RECORD SET ▸
____________________

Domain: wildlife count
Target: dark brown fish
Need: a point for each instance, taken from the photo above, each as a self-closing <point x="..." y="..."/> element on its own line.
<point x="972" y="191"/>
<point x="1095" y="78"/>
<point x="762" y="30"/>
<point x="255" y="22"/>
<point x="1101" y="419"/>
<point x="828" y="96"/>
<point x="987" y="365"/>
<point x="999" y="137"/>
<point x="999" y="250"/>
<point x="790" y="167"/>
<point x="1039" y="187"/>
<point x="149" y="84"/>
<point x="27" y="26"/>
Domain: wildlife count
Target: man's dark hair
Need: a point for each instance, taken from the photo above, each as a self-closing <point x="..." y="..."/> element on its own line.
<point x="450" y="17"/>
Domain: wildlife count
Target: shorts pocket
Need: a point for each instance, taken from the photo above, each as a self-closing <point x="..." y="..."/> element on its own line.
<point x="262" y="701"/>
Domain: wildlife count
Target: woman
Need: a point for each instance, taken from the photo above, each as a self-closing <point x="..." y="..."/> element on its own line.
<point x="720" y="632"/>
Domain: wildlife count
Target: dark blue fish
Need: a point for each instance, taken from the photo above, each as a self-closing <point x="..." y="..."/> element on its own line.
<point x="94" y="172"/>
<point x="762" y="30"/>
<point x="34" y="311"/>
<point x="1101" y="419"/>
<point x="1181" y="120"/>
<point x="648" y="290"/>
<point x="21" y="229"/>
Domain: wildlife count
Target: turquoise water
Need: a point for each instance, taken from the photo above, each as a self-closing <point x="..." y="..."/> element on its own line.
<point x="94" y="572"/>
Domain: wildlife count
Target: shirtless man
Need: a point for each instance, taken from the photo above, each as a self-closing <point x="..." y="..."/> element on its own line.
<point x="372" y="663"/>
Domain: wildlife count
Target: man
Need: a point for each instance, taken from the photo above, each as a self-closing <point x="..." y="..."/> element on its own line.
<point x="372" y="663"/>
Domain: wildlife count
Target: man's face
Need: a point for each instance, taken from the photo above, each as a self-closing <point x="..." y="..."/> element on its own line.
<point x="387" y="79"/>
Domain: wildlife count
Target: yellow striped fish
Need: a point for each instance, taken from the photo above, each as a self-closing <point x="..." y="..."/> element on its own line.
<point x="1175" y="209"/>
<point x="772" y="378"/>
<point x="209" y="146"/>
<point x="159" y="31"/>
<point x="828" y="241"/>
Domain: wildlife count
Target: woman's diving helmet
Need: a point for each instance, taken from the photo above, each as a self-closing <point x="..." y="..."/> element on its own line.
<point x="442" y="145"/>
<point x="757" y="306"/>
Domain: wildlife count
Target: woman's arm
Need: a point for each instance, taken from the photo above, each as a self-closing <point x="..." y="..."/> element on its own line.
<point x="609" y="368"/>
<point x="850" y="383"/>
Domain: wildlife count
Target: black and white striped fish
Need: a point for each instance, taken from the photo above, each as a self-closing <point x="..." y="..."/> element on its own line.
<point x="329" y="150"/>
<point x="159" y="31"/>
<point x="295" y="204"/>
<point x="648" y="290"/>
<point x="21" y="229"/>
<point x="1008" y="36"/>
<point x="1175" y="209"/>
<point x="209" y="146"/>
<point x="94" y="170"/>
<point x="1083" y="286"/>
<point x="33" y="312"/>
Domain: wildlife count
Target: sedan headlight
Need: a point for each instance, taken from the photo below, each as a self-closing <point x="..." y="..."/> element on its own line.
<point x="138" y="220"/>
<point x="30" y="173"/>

____________________

WORK ORDER ▸ The answer should be all lines from the entries above that hold the word "striped".

YOUR SOLUTION ▸
Target: yellow striped fish
Target: black and white striped fish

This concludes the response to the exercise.